Please transcribe the listing below in full, exactly as written, leaving out its pictures.

==========

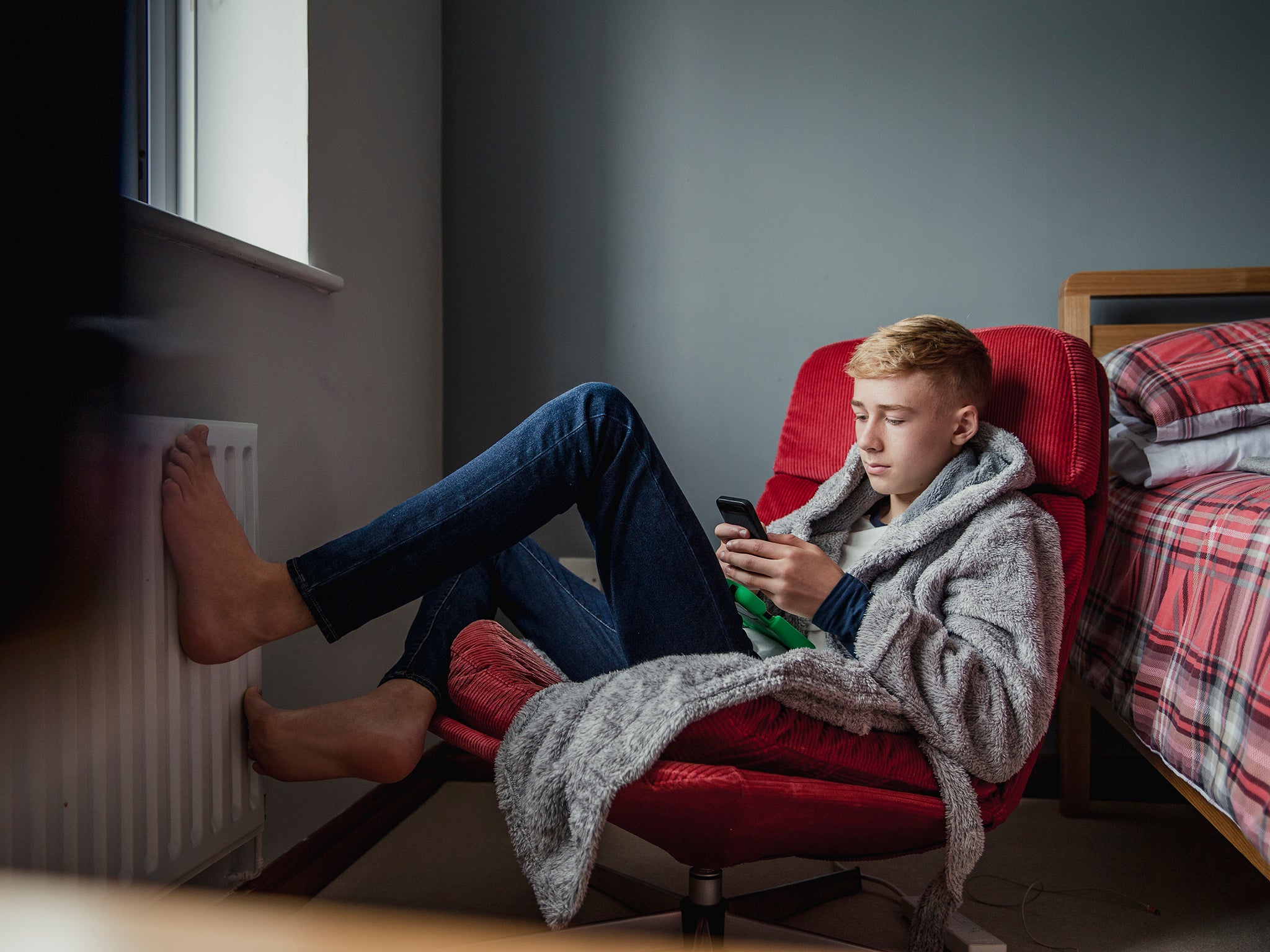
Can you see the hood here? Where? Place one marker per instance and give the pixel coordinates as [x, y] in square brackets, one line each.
[992, 464]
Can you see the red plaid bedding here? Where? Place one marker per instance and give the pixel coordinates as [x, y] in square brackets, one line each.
[1174, 632]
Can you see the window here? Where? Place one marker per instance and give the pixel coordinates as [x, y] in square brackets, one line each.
[216, 117]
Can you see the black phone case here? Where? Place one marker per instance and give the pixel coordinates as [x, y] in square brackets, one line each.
[741, 512]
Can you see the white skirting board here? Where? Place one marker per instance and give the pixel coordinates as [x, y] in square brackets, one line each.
[118, 756]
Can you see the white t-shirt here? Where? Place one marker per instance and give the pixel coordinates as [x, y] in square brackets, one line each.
[864, 536]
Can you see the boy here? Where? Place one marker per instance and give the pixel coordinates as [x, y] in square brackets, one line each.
[981, 552]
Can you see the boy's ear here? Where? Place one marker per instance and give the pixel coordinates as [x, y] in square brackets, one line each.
[967, 425]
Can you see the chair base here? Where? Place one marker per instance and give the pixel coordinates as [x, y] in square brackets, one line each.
[665, 931]
[704, 915]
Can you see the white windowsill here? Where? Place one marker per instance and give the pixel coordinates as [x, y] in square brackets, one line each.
[172, 227]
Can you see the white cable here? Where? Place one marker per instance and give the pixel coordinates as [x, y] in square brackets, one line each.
[1028, 897]
[881, 881]
[1023, 907]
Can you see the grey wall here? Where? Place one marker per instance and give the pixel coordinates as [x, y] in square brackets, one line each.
[347, 387]
[686, 197]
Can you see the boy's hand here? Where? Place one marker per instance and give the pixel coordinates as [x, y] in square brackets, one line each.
[797, 575]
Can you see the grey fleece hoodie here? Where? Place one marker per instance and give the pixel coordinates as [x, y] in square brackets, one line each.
[956, 638]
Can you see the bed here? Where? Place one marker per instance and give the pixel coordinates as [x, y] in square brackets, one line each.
[1171, 646]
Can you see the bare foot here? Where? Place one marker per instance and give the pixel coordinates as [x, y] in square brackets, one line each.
[229, 599]
[378, 736]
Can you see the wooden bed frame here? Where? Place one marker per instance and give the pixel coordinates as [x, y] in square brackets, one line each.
[1076, 699]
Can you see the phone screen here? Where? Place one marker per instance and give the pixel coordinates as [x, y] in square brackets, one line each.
[741, 512]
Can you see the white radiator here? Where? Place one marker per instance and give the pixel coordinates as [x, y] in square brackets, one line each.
[118, 756]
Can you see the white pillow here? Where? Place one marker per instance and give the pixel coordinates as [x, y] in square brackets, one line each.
[1150, 464]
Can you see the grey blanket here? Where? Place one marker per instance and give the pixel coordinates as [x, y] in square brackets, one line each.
[959, 644]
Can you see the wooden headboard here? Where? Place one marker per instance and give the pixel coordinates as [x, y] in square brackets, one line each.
[1073, 299]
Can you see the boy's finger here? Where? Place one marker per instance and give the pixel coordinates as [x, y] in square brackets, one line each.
[757, 546]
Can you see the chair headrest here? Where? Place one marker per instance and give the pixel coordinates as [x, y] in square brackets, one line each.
[1044, 390]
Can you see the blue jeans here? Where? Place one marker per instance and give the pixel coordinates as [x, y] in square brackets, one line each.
[464, 546]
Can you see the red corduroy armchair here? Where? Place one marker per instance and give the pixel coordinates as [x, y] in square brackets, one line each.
[760, 781]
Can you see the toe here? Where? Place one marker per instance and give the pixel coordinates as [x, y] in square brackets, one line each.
[172, 491]
[177, 475]
[180, 459]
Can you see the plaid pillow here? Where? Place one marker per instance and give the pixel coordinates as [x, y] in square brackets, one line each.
[1193, 382]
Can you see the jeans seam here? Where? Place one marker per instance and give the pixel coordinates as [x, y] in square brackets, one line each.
[432, 622]
[700, 570]
[470, 501]
[567, 589]
[310, 601]
[411, 676]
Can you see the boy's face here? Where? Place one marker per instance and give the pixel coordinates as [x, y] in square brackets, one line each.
[904, 427]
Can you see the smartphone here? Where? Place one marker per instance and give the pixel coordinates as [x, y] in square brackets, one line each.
[741, 512]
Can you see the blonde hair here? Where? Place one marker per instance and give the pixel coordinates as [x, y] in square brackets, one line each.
[956, 359]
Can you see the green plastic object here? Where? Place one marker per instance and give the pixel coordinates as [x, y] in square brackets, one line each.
[755, 615]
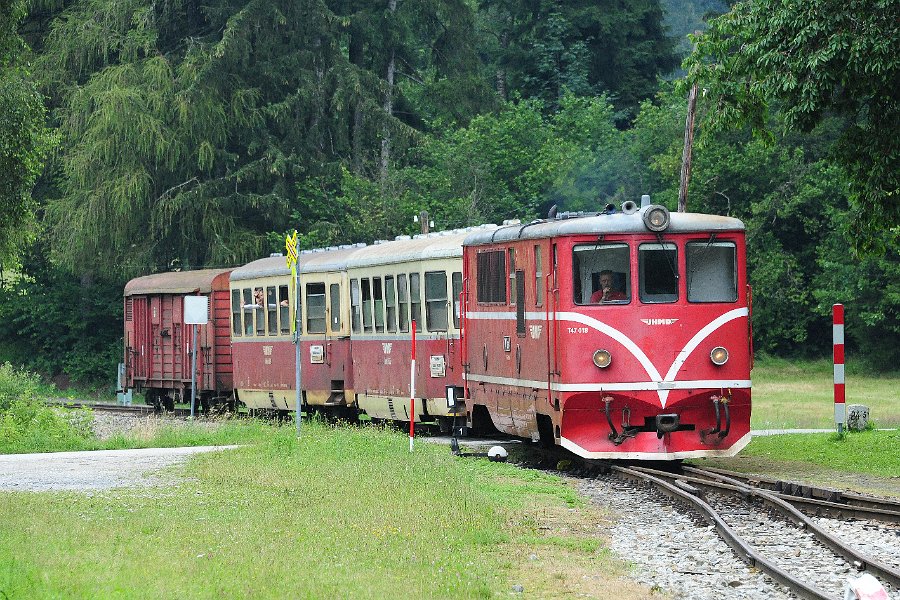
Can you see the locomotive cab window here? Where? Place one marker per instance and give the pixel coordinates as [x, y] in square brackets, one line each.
[602, 274]
[658, 265]
[711, 271]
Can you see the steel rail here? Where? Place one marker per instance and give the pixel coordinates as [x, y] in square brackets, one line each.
[801, 490]
[858, 559]
[744, 550]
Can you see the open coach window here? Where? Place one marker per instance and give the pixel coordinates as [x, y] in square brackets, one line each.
[659, 272]
[711, 271]
[609, 263]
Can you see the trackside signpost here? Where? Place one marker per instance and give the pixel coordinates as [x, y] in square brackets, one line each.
[412, 390]
[840, 400]
[196, 312]
[290, 244]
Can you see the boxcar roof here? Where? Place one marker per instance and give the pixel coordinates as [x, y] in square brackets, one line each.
[176, 282]
[602, 224]
[263, 267]
[441, 244]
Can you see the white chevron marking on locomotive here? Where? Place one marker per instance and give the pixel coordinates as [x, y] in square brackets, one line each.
[655, 377]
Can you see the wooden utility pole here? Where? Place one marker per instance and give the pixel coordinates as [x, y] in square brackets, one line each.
[688, 146]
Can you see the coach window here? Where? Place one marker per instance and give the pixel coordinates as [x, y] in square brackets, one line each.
[610, 263]
[335, 293]
[367, 304]
[272, 310]
[512, 276]
[403, 302]
[284, 310]
[436, 300]
[711, 271]
[248, 311]
[456, 284]
[491, 277]
[315, 308]
[355, 315]
[658, 265]
[378, 294]
[415, 299]
[390, 303]
[236, 313]
[259, 303]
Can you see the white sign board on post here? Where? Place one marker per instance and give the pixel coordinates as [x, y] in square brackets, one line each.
[196, 312]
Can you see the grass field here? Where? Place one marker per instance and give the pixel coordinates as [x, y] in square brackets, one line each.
[346, 513]
[790, 394]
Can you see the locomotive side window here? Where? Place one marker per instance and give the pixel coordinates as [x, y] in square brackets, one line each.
[284, 310]
[390, 303]
[315, 308]
[367, 305]
[602, 274]
[335, 291]
[659, 272]
[236, 313]
[456, 282]
[355, 315]
[248, 311]
[378, 294]
[711, 271]
[272, 309]
[436, 300]
[415, 299]
[491, 276]
[403, 296]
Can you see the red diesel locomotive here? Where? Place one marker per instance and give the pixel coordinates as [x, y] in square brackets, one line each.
[619, 335]
[622, 335]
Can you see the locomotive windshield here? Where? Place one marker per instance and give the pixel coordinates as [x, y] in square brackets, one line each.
[659, 272]
[711, 271]
[602, 274]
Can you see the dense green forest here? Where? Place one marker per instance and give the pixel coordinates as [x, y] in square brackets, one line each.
[139, 137]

==========

Response to the exercise:
Can you see the hood here? Where? Place one marker per instance and give the pixel coordinates as [x, y] in square brackets, one line each.
[992, 464]
Can you see the red plaid bedding here? Where? Place one marker per instance and give the pixel coordinates as [x, y] in square brackets, one line each.
[1174, 632]
Can you see the window here? Where? Place one marker per instance and give the pixel coordinates as [x, y] in square brackets, one line each.
[216, 117]
Can you see the black phone case here? Where? Place one marker per instance and give the pixel coordinates as [x, y] in square brackets, one line each.
[741, 512]
Can you see the white skirting board here? Where? Place one marker per instance and give the pixel coordinates as [x, y] in square brackets, one line each.
[118, 756]
Can you see the white t-shirt here? Where? Place one marker per instance and give the pixel coordinates as [x, y] in square brackets, one line each.
[864, 536]
Can you see the boy here? Where? Place one marker per instance and give the pixel coordinates as [x, y] in square brackets, one line each.
[981, 552]
Can you see the boy's ear here? Where? Place one marker per instance and give the pixel coordinates as [x, y] in square brackets, one line each.
[967, 425]
Can you see the chair base here? Where? Place one marker per instance and give the pixel coordinates as [x, y] in square brackets, one line each.
[665, 931]
[704, 915]
Can you see the white windowsill here? Where? Place one marker per instance and give the pixel coordinates as [x, y] in square brackets, one line each.
[172, 227]
Can you see the white cable here? Where? Place one marker per instance and give the pixel coordinates as [x, y] in square brackets, one line each.
[1028, 897]
[881, 881]
[1023, 907]
Can you see the grey wall here? Where? Place one marker per instance and give the pixel coordinates as [x, y] in square brackets, one line each.
[347, 387]
[686, 197]
Can you see the boy's hand here? Where? Place one marker per instance and give the pixel coordinates as [x, y] in square brackets, one line each.
[797, 575]
Can you see the grey fleece hoodie here? Where? Place one marker per instance and give the pixel coordinates as [x, y] in square brackets, one line each.
[956, 638]
Can you see the bed here? Where? Place one marker per instance and give the pixel coordinates as [x, y] in square brackets, one line each.
[1171, 646]
Can you see the bare foot here? Where? Place one marker per instance and give the pixel coordinates as [x, y] in square brackets, one line each.
[229, 599]
[378, 736]
Can you see the wooden bed frame here? Where? Place one marker per instance and give the pixel coordinates as [x, y] in square brackets, one line each.
[1076, 699]
Can you see the phone screen here? Where? Place one marker per instance and give the pixel coordinates as [x, y] in square brackets, one line each.
[741, 512]
Can you see the white radiator here? Where? Place one marker per instance and give the pixel coordinates as [x, y] in square brackets, one line each.
[118, 756]
Can you see the white pillow here? Where? Place one marker per instance and give the pixel coordinates as [x, y] in square brackets, one line each.
[1150, 464]
Can you see the grey blanket here? Where? Place one marker per instance and give the pixel coordinates as [x, y] in square brackets, one line each.
[959, 644]
Can you see the wooden headboard here? Where? Place one marker per instance and give the pixel coordinates as [x, y] in square brackets, one line each.
[1073, 299]
Can you see the boy's finger here? Where? Place one marker per instance and give the pixel coordinates as [x, y] in square brackets, one line each.
[757, 546]
Can you see the chair headrest here? Where? Place one marker per instance and give the pixel coordinates as [x, y] in square brackets, one line each.
[1044, 390]
Can you see the blue jeans here? Where? Place one marker per instance and give the pixel coordinates as [x, y] in square brackets, one line each.
[464, 546]
Can you see the red corduroy armchair here? Where? Place one marker per instance and give the pixel coordinates as [x, y] in square brackets, one line each.
[760, 781]
Can you see the toe here? Where? Place one marker per instance and give the pixel coordinates as [x, y] in square brackets, one line each.
[172, 491]
[177, 475]
[180, 459]
Can you see the plaid pillow here? Where? Place one marker per instance and give the pixel coordinates as [x, y] in square brackets, one line each.
[1193, 382]
Can you see the jeans seam here? Where? Place one marker per instance and give the pixel coordinates as [x, y] in square brackets, one line each.
[432, 622]
[700, 570]
[470, 501]
[567, 589]
[310, 601]
[411, 676]
Can you see the boy's face here? Where? Place one marker per instance and give the pixel coordinates as [x, y] in square brackets, one line each.
[904, 427]
Can you see the smartphone here? Where? Place one marker per instance and give the pixel coordinates as [x, y] in square brackets, one line each.
[741, 512]
Can you see the blonde hair here? Where? Place one marker per instance and give the pixel coordinates as [x, y] in square brackets, one line each.
[956, 359]
Can you see the green plastic object here? Where? Place one marker per instance and give the pixel coordinates as [x, y] in square brackets, one line each.
[755, 615]
Can you see the locomotive cab window here? Where? Place one marker per instance and give the pixel coordinates as [x, y] in square brackets, one line each.
[602, 274]
[658, 265]
[711, 271]
Can you see the steel rail here? Where? Place one marker per instance and give the pixel coordinates as [x, y] in square brackets, one line each.
[801, 490]
[858, 559]
[744, 550]
Can you see the open coach window here? Where? Place one marker per instance and give the pixel coordinates as [x, y] in square brackets, one line each.
[659, 272]
[711, 271]
[609, 263]
Can you see the trackside signpost here? Where? Place one marker per instance and give the pixel coordinates as [x, y] in square brackets, one line each.
[412, 390]
[840, 400]
[196, 312]
[290, 244]
Can you see the boxcar roof here? Where? Place one marker per instance and give the pixel coordinates as [x, y] in square brackets, one line each.
[176, 282]
[602, 224]
[263, 267]
[441, 244]
Can you see the white chevron marking on locomotive here? Where? Place one marker per instance and give the pixel coordinates as [x, y] in square brackets, one line each.
[655, 377]
Can you see the wooden utility pole here? Where? Place one marker per instance and give the pixel coordinates as [x, y] in square brackets, one line each.
[688, 146]
Can you see the coach window here? Where? Place one marker per instance and give the pixel coordinates as [x, y] in square brackets, one line each.
[610, 263]
[335, 293]
[367, 304]
[272, 310]
[512, 276]
[403, 302]
[284, 310]
[436, 300]
[711, 271]
[248, 311]
[456, 284]
[491, 277]
[315, 308]
[355, 315]
[658, 265]
[378, 294]
[415, 299]
[390, 303]
[236, 313]
[259, 303]
Can you see the white sign board on post here? Where? Place one marker per instance and give the pixel coordinates as [x, y] in square brackets, one line each.
[196, 312]
Can you see the grass field here? Where? Place one marker per instance and give the pixel coordinates as [x, y] in square brackets, one line each.
[346, 513]
[790, 394]
Can you see the locomotive side window here? Where? Place one marker per instance and give the pixel coordinates as [x, y] in square brackets, one line each.
[284, 310]
[390, 303]
[315, 308]
[367, 305]
[602, 274]
[335, 291]
[659, 272]
[236, 313]
[456, 282]
[355, 315]
[248, 311]
[378, 294]
[711, 271]
[272, 309]
[436, 300]
[415, 299]
[491, 276]
[403, 296]
Can you see the red diesel locomotive here? Where? Place one marker per instance and give the pixel coordinates as [x, y] in square brackets, one line each.
[619, 335]
[622, 335]
Can you see the locomotive windshield here? Where? Place one marker per instance and give the pixel coordinates as [x, y] in square brackets, one line each.
[659, 272]
[711, 271]
[602, 274]
Can you see the dense green forest here? Where? Place one marker per instance and give the pixel coordinates as [x, y] in square brackets, one line each.
[139, 137]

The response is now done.